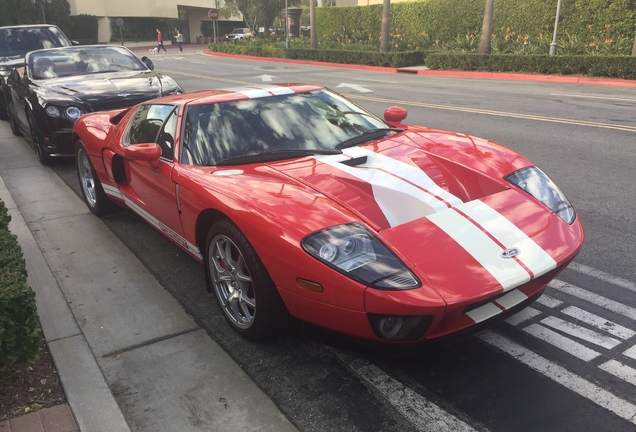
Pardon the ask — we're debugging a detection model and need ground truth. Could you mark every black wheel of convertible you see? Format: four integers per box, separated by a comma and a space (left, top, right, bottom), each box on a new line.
205, 220, 291, 340
8, 111, 21, 136
27, 111, 51, 165
75, 140, 116, 216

----------

◆ What the task requires:
Please output all the records above exactly, leaving out every picture.

◆ Answer to this problem:
Pardon the ask — we're debugging a detection model and need ground truth. Could you mark every black wheel of convertible you see? Format: four integers per box, separated by a comma and a space (left, top, right, bottom), each box on a new line.
205, 220, 291, 340
8, 111, 21, 136
27, 111, 51, 165
75, 140, 116, 216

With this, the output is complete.